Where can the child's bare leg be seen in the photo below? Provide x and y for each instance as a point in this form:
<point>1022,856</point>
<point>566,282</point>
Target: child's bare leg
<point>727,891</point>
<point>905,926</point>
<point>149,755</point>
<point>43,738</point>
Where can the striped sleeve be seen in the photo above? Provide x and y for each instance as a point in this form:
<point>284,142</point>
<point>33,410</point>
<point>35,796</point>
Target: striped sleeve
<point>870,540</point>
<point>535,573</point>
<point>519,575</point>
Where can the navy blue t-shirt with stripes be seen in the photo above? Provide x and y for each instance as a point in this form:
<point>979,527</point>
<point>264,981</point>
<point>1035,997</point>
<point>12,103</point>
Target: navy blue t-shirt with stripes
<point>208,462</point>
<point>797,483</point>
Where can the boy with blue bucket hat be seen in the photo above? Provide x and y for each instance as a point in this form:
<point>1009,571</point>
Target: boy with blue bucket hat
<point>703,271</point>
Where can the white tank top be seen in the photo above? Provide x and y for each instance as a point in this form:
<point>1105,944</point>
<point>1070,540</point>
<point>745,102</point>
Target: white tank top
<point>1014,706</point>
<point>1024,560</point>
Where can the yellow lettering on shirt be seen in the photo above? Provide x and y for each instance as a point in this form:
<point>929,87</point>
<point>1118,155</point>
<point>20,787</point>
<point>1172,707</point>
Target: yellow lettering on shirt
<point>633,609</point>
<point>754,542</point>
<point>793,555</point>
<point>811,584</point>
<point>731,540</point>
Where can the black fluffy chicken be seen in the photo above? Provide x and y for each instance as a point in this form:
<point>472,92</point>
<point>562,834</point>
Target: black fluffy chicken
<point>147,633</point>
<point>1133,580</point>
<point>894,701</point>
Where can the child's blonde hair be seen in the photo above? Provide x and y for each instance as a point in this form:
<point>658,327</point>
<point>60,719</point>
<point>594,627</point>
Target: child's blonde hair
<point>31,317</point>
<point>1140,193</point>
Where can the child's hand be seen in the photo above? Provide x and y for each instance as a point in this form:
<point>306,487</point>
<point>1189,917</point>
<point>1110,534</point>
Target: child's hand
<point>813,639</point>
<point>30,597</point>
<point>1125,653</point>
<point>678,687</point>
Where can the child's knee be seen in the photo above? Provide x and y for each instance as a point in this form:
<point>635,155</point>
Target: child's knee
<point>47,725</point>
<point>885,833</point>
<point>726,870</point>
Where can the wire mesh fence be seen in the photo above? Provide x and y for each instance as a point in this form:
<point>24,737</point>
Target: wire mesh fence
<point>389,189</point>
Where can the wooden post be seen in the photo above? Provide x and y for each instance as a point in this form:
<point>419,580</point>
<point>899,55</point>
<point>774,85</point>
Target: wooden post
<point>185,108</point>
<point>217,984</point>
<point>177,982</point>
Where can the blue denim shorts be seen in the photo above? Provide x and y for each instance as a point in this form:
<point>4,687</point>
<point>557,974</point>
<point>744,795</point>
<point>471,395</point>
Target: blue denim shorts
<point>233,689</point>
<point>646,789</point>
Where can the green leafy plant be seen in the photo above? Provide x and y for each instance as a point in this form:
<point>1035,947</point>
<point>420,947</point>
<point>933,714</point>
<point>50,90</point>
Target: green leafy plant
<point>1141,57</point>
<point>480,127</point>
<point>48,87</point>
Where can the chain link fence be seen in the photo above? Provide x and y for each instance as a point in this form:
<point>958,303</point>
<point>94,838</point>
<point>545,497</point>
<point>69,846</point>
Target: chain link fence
········
- [TO DO] From the entries above, give again exactly the lines running from the line with "Target: child's bare leg" to the line with "<point>20,787</point>"; include both of those lines.

- [SOLUTION TO THIS TASK]
Target: child's bare leg
<point>727,891</point>
<point>905,926</point>
<point>149,755</point>
<point>43,738</point>
Where can the striped sleeve be seen in the photo above? Provide x and y for each instance as a point in this form:
<point>284,142</point>
<point>33,410</point>
<point>35,796</point>
Target: striped sleeve
<point>870,540</point>
<point>535,573</point>
<point>519,575</point>
Where can the navy blue t-shirt with stripes be seen in the photo above? Provide x and y for each instance as a point in this form:
<point>979,527</point>
<point>264,981</point>
<point>1035,997</point>
<point>12,103</point>
Target: navy blue t-shirt with stripes
<point>208,462</point>
<point>797,483</point>
Where can the boy with blue bucket hat be seen in the photo above? Provide x and y for each instance as a point in this form:
<point>1009,571</point>
Target: boy with blue bucket hat
<point>703,271</point>
Where can the white tank top be seen in the photo above? Provide x and y for each instance as a point in this form:
<point>1105,944</point>
<point>1070,540</point>
<point>745,102</point>
Target: white tank top
<point>1014,706</point>
<point>1024,560</point>
Where can the yellow lettering on shirt be seen in the photo above? Provide x and y for each instance as a point in this form:
<point>929,87</point>
<point>1118,155</point>
<point>20,787</point>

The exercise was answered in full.